No pictures are to be included when the entries below are reproduced exactly.

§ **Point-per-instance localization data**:
################

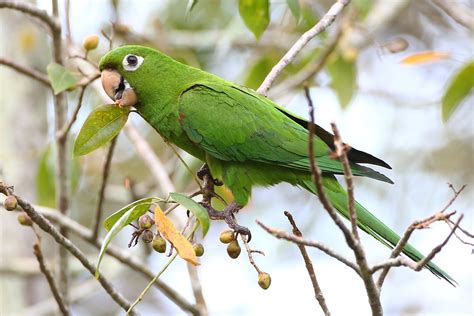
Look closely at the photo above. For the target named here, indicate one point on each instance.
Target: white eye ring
(132, 62)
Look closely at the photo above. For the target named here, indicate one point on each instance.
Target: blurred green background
(381, 105)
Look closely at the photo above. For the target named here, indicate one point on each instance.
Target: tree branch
(280, 234)
(49, 277)
(418, 225)
(32, 73)
(351, 240)
(33, 11)
(65, 243)
(103, 184)
(290, 55)
(458, 12)
(318, 293)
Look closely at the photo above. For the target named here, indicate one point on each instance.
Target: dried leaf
(125, 218)
(424, 57)
(170, 233)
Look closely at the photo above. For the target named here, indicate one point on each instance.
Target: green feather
(245, 138)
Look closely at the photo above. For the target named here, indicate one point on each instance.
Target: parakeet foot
(228, 216)
(204, 171)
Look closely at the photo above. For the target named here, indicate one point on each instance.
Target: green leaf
(130, 215)
(46, 177)
(343, 73)
(142, 204)
(197, 209)
(459, 88)
(295, 8)
(256, 15)
(103, 124)
(61, 78)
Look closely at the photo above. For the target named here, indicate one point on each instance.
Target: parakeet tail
(369, 223)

################

§ **WRITTEN RESPONSE**:
Look closely at the photo above. For the target named here, indicate one point on each instance.
Target: white eye ring
(132, 62)
Look closely at the photo above. For the target named here, indicate one point on each instance.
Target: blurred green background
(381, 105)
Look closely at the photo above. For the target named here, indicate one point on each instance.
Target: tree branch
(280, 234)
(49, 277)
(418, 225)
(32, 73)
(351, 240)
(33, 11)
(65, 243)
(103, 184)
(290, 55)
(458, 12)
(318, 293)
Look closely at the photo above. For the target named here, indicate one point on each instance.
Target: dried leaf
(125, 218)
(424, 57)
(170, 233)
Look closely at the photo above. For the target named here, indicate one point on each instance.
Target: green feather
(245, 138)
Look closely at the photo above. For the target named here, indicate one point on each instance.
Target: parakeet foot
(228, 216)
(204, 171)
Look closely at the photo above. For the target named here, indicate one point on each instance.
Target: green leaf
(130, 215)
(46, 177)
(343, 73)
(142, 204)
(197, 209)
(459, 88)
(295, 8)
(256, 15)
(103, 124)
(61, 78)
Look closely at the photo above. For the target named here, indicate one point on each instance.
Target: parakeet tail
(369, 223)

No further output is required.